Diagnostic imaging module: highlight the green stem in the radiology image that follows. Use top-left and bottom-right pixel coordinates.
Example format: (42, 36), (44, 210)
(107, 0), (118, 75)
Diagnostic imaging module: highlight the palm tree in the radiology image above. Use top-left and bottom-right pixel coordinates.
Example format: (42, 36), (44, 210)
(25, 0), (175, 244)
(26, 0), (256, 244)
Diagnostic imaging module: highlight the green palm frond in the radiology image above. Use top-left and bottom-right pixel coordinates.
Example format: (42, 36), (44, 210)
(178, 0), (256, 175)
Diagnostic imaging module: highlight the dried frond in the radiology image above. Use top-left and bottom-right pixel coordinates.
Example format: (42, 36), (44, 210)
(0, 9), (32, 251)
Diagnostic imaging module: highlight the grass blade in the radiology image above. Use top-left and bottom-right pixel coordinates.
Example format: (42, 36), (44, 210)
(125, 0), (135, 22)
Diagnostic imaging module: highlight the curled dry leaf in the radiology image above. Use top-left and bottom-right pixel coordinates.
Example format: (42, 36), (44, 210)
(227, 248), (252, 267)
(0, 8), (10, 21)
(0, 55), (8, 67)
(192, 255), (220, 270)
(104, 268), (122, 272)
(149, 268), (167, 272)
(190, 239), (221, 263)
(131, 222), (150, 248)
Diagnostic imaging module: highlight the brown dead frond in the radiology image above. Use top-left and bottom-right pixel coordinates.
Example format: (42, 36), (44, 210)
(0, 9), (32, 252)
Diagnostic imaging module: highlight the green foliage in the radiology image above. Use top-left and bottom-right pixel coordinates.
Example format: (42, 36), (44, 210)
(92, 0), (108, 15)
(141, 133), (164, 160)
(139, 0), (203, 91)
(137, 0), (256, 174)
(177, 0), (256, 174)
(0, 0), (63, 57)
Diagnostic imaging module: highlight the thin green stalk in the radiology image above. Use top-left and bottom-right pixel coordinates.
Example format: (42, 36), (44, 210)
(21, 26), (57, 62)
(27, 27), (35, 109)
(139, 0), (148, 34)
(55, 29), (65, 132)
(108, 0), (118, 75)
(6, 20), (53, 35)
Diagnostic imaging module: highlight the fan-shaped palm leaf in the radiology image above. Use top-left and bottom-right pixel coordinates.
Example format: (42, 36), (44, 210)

******************************

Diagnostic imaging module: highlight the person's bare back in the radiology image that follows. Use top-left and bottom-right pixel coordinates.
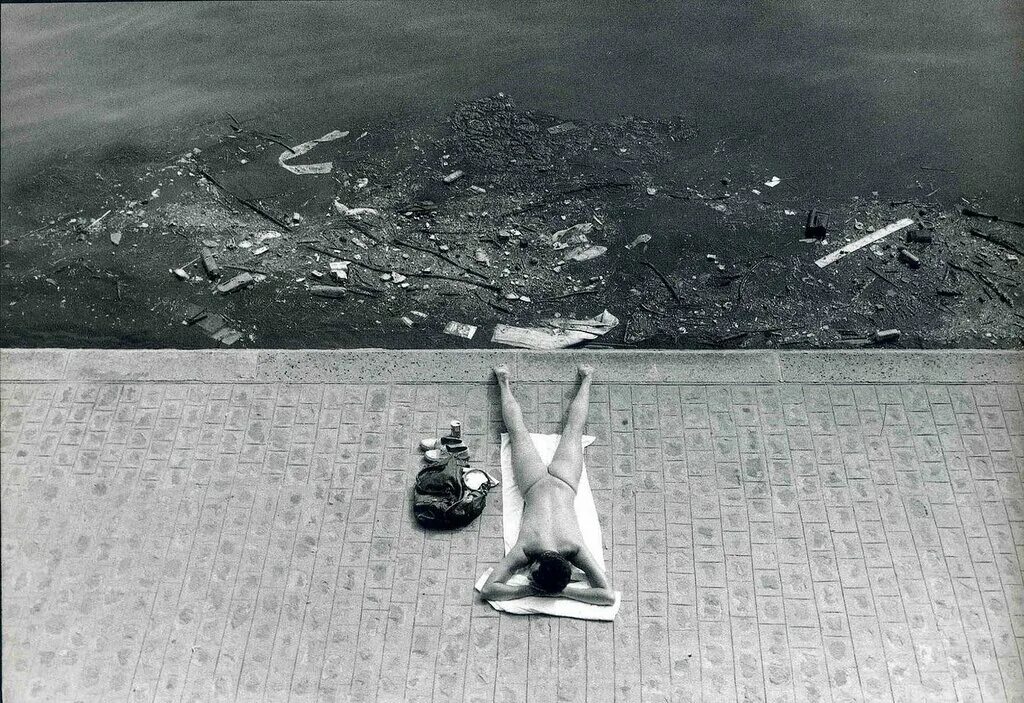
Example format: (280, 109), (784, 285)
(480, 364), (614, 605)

******************************

• **Work item**
Report how many lines of the entries above contain the word "palm", giving the number by itself.

• **Answer section**
3